> [Location annotation dataset excerpts]:
↓

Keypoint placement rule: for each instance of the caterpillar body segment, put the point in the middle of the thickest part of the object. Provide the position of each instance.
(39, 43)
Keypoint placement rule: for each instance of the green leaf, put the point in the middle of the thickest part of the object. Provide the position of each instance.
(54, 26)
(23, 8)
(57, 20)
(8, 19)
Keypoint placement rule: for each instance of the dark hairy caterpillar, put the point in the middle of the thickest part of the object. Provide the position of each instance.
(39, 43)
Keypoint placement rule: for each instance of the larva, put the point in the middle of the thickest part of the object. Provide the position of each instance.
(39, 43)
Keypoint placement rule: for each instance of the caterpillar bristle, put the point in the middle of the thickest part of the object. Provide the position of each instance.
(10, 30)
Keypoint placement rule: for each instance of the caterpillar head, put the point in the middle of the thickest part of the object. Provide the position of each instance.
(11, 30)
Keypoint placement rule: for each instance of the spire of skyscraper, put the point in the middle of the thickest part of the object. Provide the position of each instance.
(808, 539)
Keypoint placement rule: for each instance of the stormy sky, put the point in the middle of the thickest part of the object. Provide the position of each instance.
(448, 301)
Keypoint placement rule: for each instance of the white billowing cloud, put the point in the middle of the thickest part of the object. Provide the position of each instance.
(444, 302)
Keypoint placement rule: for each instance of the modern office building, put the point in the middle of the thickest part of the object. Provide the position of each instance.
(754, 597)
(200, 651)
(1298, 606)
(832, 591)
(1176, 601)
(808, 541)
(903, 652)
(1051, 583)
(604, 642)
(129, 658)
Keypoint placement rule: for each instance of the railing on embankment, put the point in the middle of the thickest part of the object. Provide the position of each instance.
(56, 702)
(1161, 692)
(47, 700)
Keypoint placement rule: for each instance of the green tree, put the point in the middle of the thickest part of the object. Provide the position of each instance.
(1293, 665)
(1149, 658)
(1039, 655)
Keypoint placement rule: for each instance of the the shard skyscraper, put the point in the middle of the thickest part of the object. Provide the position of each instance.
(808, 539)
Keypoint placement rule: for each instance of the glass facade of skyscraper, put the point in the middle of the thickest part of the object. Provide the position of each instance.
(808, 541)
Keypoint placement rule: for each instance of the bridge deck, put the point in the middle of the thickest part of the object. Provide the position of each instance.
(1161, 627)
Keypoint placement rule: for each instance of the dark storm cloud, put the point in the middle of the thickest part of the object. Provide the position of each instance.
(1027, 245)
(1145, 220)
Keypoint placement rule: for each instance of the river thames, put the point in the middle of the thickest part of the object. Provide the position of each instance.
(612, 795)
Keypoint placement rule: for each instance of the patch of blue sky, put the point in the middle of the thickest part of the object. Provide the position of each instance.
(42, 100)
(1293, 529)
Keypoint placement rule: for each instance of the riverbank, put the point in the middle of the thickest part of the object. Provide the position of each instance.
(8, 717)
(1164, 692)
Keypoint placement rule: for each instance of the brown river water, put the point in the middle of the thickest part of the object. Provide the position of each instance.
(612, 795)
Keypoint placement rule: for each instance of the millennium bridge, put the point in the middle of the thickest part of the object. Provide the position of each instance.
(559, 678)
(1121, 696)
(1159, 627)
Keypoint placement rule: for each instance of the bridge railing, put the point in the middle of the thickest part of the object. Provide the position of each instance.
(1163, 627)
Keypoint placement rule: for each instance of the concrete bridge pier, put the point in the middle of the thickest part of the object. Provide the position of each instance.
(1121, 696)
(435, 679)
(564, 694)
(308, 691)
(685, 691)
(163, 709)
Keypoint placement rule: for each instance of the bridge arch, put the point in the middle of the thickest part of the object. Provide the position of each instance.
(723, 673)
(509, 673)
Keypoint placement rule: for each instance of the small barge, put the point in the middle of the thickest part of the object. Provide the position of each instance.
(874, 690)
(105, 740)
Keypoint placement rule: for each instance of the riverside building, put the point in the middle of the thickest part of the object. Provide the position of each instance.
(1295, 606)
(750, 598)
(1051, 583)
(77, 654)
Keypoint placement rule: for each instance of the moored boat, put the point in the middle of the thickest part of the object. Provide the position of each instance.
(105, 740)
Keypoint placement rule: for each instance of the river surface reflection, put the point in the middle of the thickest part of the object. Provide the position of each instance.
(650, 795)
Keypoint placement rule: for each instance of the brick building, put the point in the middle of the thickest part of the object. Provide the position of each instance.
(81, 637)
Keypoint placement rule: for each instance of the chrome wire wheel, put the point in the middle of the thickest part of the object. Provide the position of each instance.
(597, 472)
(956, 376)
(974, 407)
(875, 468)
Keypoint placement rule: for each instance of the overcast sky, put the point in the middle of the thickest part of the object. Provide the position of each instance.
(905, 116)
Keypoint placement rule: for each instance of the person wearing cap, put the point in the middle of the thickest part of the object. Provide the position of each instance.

↑

Convert the records above into a Markdown table with two columns, Row and Line. Number each line in order, and leave out any blank lines.

> [REPLY TO THE TASK]:
| Row | Line |
|---|---|
| 1 | Keypoint placement rule: for each instance of the caterpillar body segment, put the point in the middle of the thickest part of the object. Provide the position of each instance. |
| 2 | (39, 43) |
| 3 | Keypoint placement rule: for each instance of the green leaf, put the point in the middle of the thickest part of the object. Provide the position of each instance. |
| 4 | (54, 26) |
| 5 | (23, 8) |
| 6 | (57, 20) |
| 7 | (8, 19) |
| 8 | Keypoint placement rule: for each instance of the dark hairy caterpillar, put the point in the middle of the thickest part of the object. Provide the position of each instance. |
| 9 | (39, 43) |
| 10 | Keypoint placement rule: for each instance of the larva, put the point in the middle of the thickest part of the object. Provide the position of each instance. |
| 11 | (39, 43) |
| 12 | Keypoint placement rule: for each instance of the caterpillar bristle, put the point in the middle of the thickest part of the object. Provide the position of each instance. |
| 13 | (10, 30) |
| 14 | Keypoint placement rule: for each instance of the caterpillar head, put the point in the middle of the thickest part of the object. Provide the position of each instance. |
| 15 | (11, 30) |
| 16 | Keypoint placement rule: for each instance of the spire of skyscraper, put the point in the middle of the thickest part of the object. Provide the position of each instance. |
| 17 | (808, 539) |
| 18 | Keypoint placement rule: for each instance of the stormy sky, put the point in the middle of the thickest part of the object. Provide the position of each instance. |
| 19 | (448, 301) |
| 20 | Keypoint placement rule: for each instance of the white billowing cloud, put the point in the middle of the thickest part of the object. Provide the position of each instance. |
| 21 | (444, 302) |
| 22 | Keypoint placement rule: for each instance of the modern office building, put the point in the middle of the thickest part of the object. Provide the position of each instance. |
| 23 | (754, 597) |
| 24 | (200, 651) |
| 25 | (1298, 606) |
| 26 | (832, 591) |
| 27 | (1176, 601) |
| 28 | (808, 541) |
| 29 | (903, 652) |
| 30 | (1051, 583) |
| 31 | (604, 642) |
| 32 | (129, 658) |
| 33 | Keypoint placement rule: for each instance of the railing on embankment, put the point in the middle of the thickest part of the object. Provide the position of each instance. |
| 34 | (56, 702) |
| 35 | (1161, 692) |
| 36 | (47, 700) |
| 37 | Keypoint placement rule: for each instance of the green tree, put the point in the middle of the thickest part of the object. Provide the position of each instance. |
| 38 | (1293, 665) |
| 39 | (1149, 658) |
| 40 | (1039, 655) |
| 41 | Keypoint placement rule: for each instance of the the shard skyscraper, put the point in the middle of the thickest part of the object. Provide the position of each instance. |
| 42 | (808, 539) |
| 43 | Keypoint placement rule: for each instance of the glass facade of skyscraper, put the point in the middle of the thickest part of the object. Provide the position of each instance. |
| 44 | (808, 541) |
| 45 | Keypoint placement rule: for each instance of the bridge deck, put the point in the middle of the thickest part of the object. Provide the position of each instance. |
| 46 | (1161, 627) |
| 47 | Keypoint placement rule: for each instance of the dark storm cloud, put the point in the middle of the thickest part of the object. Provide the position of each instance. |
| 48 | (1027, 245) |
| 49 | (1145, 220) |
| 50 | Keypoint placement rule: for each instance of the river thames, put the point in the middle of the thickest part of the object. Provide the position of each instance. |
| 51 | (612, 795) |
| 52 | Keypoint placement rule: for each instance of the patch of blue sky, put the point in the middle of the thickest part of the object. Provide the position of each instance. |
| 53 | (42, 100) |
| 54 | (1293, 529) |
| 55 | Keypoint placement rule: for each instance of the riverbank, put the point in the middle of the thickest part of the object. Provide the position of each instance. |
| 56 | (8, 717) |
| 57 | (1164, 692) |
| 58 | Keypoint placement rule: for each instance of the brown river water, put the point in the middle of the thickest part of the object. Provide the position of each instance. |
| 59 | (612, 795) |
| 60 | Keypoint placement rule: for each instance of the millennium bridge, put the point in the middle of the thickest part of the object. Provide the position of each instance. |
| 61 | (559, 678) |
| 62 | (1121, 696) |
| 63 | (1159, 627) |
| 64 | Keypoint placement rule: for each instance of the bridge railing, put the point in the middle of the thickest part of the object. Provide the position of each instance. |
| 65 | (1163, 627) |
| 66 | Keypoint placement rule: for each instance of the concrete bridge pier, put the point in the middle of the thickest part of the object. Provide the position of each instance. |
| 67 | (1121, 696) |
| 68 | (435, 679) |
| 69 | (564, 694) |
| 70 | (308, 691) |
| 71 | (685, 691) |
| 72 | (163, 709) |
| 73 | Keypoint placement rule: for each instance of the bridge arch, put the point in the middle of the thickest part of the object. Provide the position of each instance. |
| 74 | (723, 673) |
| 75 | (509, 673) |
| 76 | Keypoint placement rule: for each instance of the small barge, put the point in the middle of the thickest part of the object. Provide the position of each instance. |
| 77 | (874, 690) |
| 78 | (105, 740) |
| 79 | Keypoint placement rule: for each instance of the riverside building, put the point in the middle of the thickest part of the object. Provide the position of each instance. |
| 80 | (1295, 606) |
| 81 | (750, 598) |
| 82 | (1051, 583) |
| 83 | (77, 654) |
| 84 | Keypoint placement rule: for each instance of the moored boat, put the point in the middle of the thickest part of the object. Provide the position of each instance. |
| 85 | (105, 740) |
| 86 | Keypoint placement rule: for each instance of the river surface reflection, put the point in the middle of the thickest part of the object. Provide the position of each instance. |
| 87 | (650, 795) |
| 88 | Keypoint placement rule: for each instance of the brick building, put the point in the middle of the thickest part of the object. Provide the position of each instance. |
| 89 | (81, 637) |
| 90 | Keypoint placement rule: for each instance of the chrome wire wheel, put the point in the middle of the thickest part of the object. Provide the position of each instance. |
| 91 | (597, 472) |
| 92 | (956, 376) |
| 93 | (974, 407) |
| 94 | (875, 468) |
| 95 | Keypoint placement rule: for each instance of the overcast sky, put the point in the middle of the thickest part of the object. Provide the position of each instance. |
| 96 | (905, 116) |
| 97 | Keypoint placement rule: for each instance of the person wearing cap, put the point in the middle of the thickest part of the object. Provide the position of each instance. |